» **What you should do**: All of the records below need to be returned exactly.

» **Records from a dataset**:
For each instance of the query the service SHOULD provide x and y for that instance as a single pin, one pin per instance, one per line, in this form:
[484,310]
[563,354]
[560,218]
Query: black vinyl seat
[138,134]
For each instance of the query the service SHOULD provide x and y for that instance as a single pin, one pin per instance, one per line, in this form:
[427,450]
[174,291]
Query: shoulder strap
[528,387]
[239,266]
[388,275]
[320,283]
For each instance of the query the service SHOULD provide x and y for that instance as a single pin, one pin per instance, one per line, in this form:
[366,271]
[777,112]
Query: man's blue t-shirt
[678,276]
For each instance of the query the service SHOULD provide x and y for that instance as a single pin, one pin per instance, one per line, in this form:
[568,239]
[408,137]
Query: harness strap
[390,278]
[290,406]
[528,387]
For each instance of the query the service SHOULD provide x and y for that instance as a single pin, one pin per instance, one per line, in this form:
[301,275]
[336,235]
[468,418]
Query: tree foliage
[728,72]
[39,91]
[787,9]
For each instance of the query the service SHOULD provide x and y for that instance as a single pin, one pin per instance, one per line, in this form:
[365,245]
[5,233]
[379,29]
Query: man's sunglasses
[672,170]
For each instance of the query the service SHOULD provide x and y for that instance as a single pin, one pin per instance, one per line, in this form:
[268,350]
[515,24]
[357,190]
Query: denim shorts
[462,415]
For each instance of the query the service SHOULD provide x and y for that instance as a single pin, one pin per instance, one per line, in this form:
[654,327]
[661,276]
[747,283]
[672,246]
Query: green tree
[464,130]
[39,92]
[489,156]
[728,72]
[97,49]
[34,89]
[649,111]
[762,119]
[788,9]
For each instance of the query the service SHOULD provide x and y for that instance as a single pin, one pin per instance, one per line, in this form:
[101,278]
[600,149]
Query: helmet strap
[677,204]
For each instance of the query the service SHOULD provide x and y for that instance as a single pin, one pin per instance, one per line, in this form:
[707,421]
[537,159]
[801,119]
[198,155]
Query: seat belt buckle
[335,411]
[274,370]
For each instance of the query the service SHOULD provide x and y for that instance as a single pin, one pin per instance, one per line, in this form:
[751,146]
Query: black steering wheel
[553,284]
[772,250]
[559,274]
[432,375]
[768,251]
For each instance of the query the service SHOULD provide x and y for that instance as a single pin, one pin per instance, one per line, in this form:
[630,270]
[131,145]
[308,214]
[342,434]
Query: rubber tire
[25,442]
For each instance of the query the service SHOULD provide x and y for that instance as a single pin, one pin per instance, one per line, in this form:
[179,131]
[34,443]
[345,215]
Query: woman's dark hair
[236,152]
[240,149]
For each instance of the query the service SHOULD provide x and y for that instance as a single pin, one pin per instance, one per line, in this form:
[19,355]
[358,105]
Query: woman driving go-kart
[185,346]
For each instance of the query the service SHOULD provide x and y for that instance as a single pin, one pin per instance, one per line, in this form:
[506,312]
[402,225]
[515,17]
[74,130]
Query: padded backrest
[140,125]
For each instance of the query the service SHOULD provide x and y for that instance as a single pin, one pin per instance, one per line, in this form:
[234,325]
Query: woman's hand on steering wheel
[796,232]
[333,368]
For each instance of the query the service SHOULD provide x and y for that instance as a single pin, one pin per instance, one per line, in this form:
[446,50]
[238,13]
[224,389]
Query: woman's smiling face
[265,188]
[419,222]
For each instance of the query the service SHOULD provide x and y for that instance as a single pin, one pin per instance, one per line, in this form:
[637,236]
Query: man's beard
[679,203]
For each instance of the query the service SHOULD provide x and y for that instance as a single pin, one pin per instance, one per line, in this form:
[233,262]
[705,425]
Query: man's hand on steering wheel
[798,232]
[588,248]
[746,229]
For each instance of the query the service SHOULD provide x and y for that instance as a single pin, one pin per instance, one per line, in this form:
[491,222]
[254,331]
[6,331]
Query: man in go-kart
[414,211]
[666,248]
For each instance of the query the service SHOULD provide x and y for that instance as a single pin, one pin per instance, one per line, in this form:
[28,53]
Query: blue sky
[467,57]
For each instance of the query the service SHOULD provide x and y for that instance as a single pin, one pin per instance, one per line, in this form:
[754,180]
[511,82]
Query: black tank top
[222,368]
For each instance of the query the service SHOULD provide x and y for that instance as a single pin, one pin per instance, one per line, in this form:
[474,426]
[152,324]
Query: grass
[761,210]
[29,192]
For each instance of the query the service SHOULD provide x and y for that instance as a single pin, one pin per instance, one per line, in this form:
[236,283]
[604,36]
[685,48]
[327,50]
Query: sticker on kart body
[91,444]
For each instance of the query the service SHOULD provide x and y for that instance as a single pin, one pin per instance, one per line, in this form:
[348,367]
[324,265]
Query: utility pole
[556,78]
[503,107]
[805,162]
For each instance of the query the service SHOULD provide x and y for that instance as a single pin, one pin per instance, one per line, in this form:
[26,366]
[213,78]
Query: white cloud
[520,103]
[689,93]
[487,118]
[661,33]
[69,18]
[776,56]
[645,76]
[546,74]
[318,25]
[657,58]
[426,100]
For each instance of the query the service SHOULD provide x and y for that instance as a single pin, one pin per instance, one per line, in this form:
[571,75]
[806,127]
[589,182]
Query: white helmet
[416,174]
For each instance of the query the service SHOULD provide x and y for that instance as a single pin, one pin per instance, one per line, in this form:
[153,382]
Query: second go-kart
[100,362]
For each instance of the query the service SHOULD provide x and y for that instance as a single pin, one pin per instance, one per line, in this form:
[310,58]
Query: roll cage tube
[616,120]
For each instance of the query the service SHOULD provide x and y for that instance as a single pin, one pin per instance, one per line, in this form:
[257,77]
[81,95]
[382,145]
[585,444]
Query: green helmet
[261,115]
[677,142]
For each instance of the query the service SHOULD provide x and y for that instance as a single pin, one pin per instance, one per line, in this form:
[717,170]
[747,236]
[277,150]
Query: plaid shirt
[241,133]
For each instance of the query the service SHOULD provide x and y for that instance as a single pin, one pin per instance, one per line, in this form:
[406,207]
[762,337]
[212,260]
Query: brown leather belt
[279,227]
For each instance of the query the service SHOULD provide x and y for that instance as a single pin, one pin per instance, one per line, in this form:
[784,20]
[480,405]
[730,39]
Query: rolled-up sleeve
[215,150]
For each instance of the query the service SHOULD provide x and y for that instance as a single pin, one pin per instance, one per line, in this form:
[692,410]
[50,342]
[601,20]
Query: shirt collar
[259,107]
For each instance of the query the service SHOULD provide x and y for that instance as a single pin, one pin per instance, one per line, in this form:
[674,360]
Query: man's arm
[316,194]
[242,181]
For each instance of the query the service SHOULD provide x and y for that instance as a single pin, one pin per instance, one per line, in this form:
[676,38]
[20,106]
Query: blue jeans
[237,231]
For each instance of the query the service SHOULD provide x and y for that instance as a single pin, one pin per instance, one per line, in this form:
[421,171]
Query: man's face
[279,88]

» **Answer below**:
For each instance of the query the service SHOULD provide x and y for that instance as a single pin, one pin per instance, one per line, in this form:
[484,310]
[563,354]
[560,218]
Query: black vinyl seat
[138,134]
For each instance of the query the service SHOULD provide x and y for that instance as a single pin, one pin per instance, one per line, in this form:
[427,450]
[174,291]
Query: shoulder strap
[528,387]
[239,266]
[388,275]
[320,283]
For each instance of the query the service SHOULD provide x and y for that instance as a single pin, one pin per instance, one per line, in this form:
[366,271]
[777,112]
Query: man's blue t-shirt
[678,276]
For each instance of the query the service SHOULD provide x and y for that instance as a single pin, one pin per instance, one per line, in this form:
[568,239]
[408,137]
Query: harness strap
[390,278]
[290,406]
[528,387]
For each instance of the query the service SHOULD provide x and y for that instance as a single pin, one pin per instance, one per line, in this form:
[301,275]
[336,235]
[468,418]
Query: tree foliage
[728,72]
[39,91]
[787,9]
For each instance of the query the service SHOULD provide x and y for that instance as a single pin, one pin per instance, one per line, in this form:
[365,245]
[5,233]
[379,29]
Query: man's sunglasses
[672,170]
For each instance of the query the service SHOULD provide x and y for that instance as a single pin, one pin per instance, one per line, in this form:
[268,350]
[515,24]
[357,190]
Query: denim shorts
[462,415]
For each instance of the query the service SHOULD provide x and y for that instance as a single pin, one pin per instance, one per line, in this form:
[654,327]
[661,276]
[747,283]
[672,246]
Query: green tree
[464,130]
[39,92]
[489,156]
[728,72]
[97,49]
[34,89]
[649,111]
[762,119]
[788,9]
For each instance of the query the service SHOULD provide x and y for that instance as a single pin, one pin per instance, one per line, in this form:
[101,278]
[600,149]
Query: helmet strap
[677,204]
For each instance of the query the service SHOULD provide x and y for that instance as a single pin, one pin per instance, one per line, in this form:
[707,421]
[537,159]
[801,119]
[198,155]
Query: seat belt buckle
[335,411]
[274,370]
For each instance of the query the service SHOULD provide x and y for that instance as a single pin, one pin per instance, one per line, in this form:
[751,146]
Query: black steering wheel
[553,284]
[772,250]
[559,274]
[432,375]
[768,251]
For each instance of the query the service SHOULD provide x and y for that instance as a single pin, one pin per instance, one per line, in this form:
[630,270]
[131,145]
[308,214]
[342,434]
Query: rubber tire
[25,442]
For each instance of the query the service SHOULD provide x and y for that instance as a single pin, one pin per instance, one per line, in this form:
[179,131]
[34,443]
[345,215]
Query: woman's dark hair
[236,152]
[240,149]
For each instance of the query the service SHOULD provide x and y for that instance as a single pin, one pin per instance, one per line, in this form:
[19,355]
[358,105]
Query: woman driving go-kart
[185,346]
For each instance of the query the service SHOULD provide x and y for that instance as a single pin, one pin per instance, one per line, in this form:
[506,312]
[402,225]
[515,17]
[74,130]
Query: padded backrest
[140,125]
For each instance of the query the service SHOULD provide x and y for that instance as a single pin, one pin per instance, one per line, in this form:
[234,325]
Query: woman's hand on steering wheel
[796,232]
[333,368]
For each instance of the query the service SHOULD provide x and y for that instance as a single pin, one pin per instance, one per line, in this form:
[446,50]
[238,13]
[224,389]
Query: woman's smiling face
[265,188]
[419,222]
For each instance of the query the service SHOULD provide x and y for that instance as a single pin, one pin per instance, one per line, in this form:
[637,236]
Query: man's beard
[679,203]
For each instance of the query the service SHOULD provide x and y for that instance as a single pin, one pin per instance, one per line, in this form:
[233,262]
[705,425]
Query: man's hand on steering wheel
[798,232]
[588,248]
[746,229]
For each instance of the query the service SHOULD provide x and y for that instance as a single pin, one pin per instance, one per line, in this form:
[491,222]
[254,331]
[6,331]
Query: man in go-kart
[414,211]
[666,248]
For each instance of the query the service SHOULD provide x and y for that instance as a single pin, one pin per instance, one per line, in this form:
[28,53]
Query: blue sky
[467,57]
For each instance of the query the service SHOULD provide x and y for that instance as a single pin, one pin per instance, one per line, in this form:
[754,180]
[511,82]
Query: black tank top
[222,368]
For each instance of the query the service SHOULD provide x and y for that instance as a single pin, one pin per instance, one per line, in this form:
[474,426]
[152,324]
Query: grass
[761,210]
[29,192]
For each instance of the query the service SHOULD provide x and y for that instance as a single pin, one pin per instance, one per line, in this form:
[236,283]
[604,36]
[685,48]
[327,50]
Query: sticker on kart body
[91,444]
For each instance of the query the service SHOULD provide x and y for that instance as a single pin, one pin per instance, one per line, in this form:
[348,367]
[324,265]
Query: utility pole
[556,78]
[503,107]
[805,162]
For each instance of the query the service SHOULD provide x and y for that instance as a single pin, one pin per instance, one per line, in this form:
[26,366]
[213,78]
Query: white cloud
[520,103]
[689,93]
[487,118]
[661,33]
[69,18]
[776,56]
[645,76]
[546,74]
[318,25]
[657,58]
[426,100]
For each instance of the query the service SHOULD provide x and y for that instance as a single pin, one pin per instance, one per line, in this form:
[571,75]
[806,127]
[589,182]
Query: white helmet
[416,174]
For each instance of the query the service SHOULD provide x and y for that instance as a single pin, one pin per instance, one per line, in this form:
[153,382]
Query: second go-kart
[100,362]
For each instance of the query the service SHOULD provide x and y for that instance as a single pin, one pin per instance, one per line, in this form:
[310,58]
Query: roll cage tube
[616,120]
For each instance of the query the service SHOULD provide x and y for that instance as a single pin, one pin per instance, one per line, in this form:
[257,77]
[81,95]
[382,145]
[585,444]
Query: green helmet
[261,115]
[677,142]
For each instance of the query the service SHOULD provide x and y for that instance as a single pin, one pin per instance, one per line, in this form:
[717,170]
[747,236]
[277,150]
Query: plaid shirt
[241,133]
For each instance of the query the service SHOULD provide x and y for that instance as a single pin, one pin per instance, one per line, in this form:
[406,207]
[762,337]
[212,260]
Query: brown leather belt
[279,227]
For each instance of the query the service SHOULD provide x and y for that instance as a single pin, one pin per instance, one per line, in this form:
[784,20]
[480,405]
[730,39]
Query: rolled-up sleeve
[215,150]
For each instance of the query the service SHOULD provide x and y for that instance as a single pin, one pin per instance, one per line, in this form:
[692,410]
[50,342]
[601,20]
Query: shirt collar
[259,107]
For each instance of the query the service SHOULD provide x and y for that instance as a single pin, one pin per instance, one per line, in this form:
[674,360]
Query: man's arm
[316,194]
[242,181]
For each instance of the query the service SHOULD provide x and y for that instance as a single pin, one pin per instance, one per line, in this form:
[676,38]
[20,106]
Query: blue jeans
[237,231]
For each instance of the query the service SHOULD provide x and y for that instance as a single pin, one pin per instance, one per line, in this form:
[421,171]
Query: man's face
[279,88]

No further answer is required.